# Information provided start

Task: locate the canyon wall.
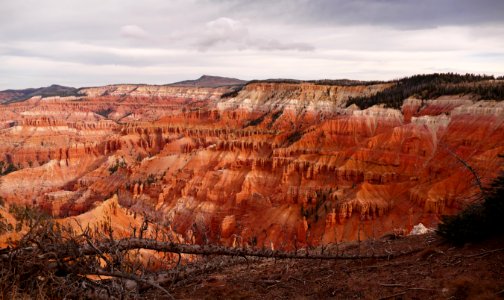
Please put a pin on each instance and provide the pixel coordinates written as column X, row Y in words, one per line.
column 275, row 165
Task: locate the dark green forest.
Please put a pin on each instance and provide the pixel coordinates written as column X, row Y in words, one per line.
column 430, row 86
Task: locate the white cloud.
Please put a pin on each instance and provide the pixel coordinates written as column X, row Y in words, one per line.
column 100, row 42
column 134, row 32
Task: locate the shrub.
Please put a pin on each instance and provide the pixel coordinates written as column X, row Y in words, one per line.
column 478, row 221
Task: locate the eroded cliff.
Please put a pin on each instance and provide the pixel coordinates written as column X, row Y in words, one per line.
column 275, row 164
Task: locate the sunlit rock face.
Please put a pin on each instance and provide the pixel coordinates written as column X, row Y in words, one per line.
column 279, row 165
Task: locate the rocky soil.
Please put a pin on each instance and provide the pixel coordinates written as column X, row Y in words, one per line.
column 436, row 271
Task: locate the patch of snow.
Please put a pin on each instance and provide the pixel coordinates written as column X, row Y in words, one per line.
column 420, row 229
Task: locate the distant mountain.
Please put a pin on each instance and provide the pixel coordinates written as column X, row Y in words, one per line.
column 210, row 81
column 10, row 96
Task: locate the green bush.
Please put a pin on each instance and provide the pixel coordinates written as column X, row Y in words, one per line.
column 478, row 221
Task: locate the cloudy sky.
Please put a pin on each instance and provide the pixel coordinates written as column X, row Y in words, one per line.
column 96, row 42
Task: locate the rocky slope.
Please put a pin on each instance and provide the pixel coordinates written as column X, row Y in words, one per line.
column 273, row 164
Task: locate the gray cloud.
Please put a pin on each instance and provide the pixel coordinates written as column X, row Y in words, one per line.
column 158, row 41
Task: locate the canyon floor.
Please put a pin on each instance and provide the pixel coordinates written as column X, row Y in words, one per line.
column 437, row 271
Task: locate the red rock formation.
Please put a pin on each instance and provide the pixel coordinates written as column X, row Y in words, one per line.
column 277, row 165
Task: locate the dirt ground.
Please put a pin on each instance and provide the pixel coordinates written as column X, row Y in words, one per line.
column 436, row 271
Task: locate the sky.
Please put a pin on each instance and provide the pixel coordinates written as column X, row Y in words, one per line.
column 98, row 42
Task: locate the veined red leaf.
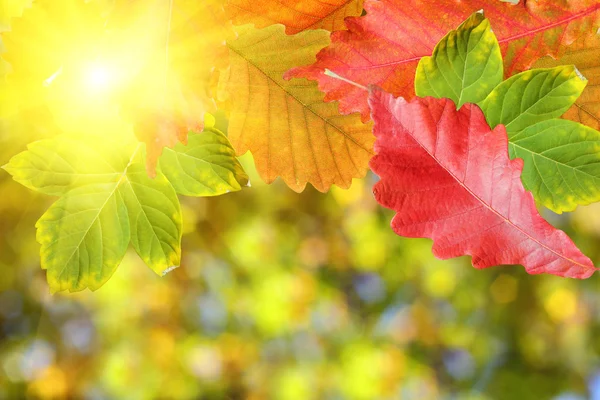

# Information provided end

◆ Short problem
Retype the rows word for word, starting at the line that contains "Task: locate the sky." and ending at the last of the rows, and leave the pictures out of your answer.

◆ Exercise result
Task: locate the sky.
Please put a pin on each instance and provide the pixel coordinates written as column X, row Y in words, one per line.
column 98, row 42
Task: locate the veined red leaf.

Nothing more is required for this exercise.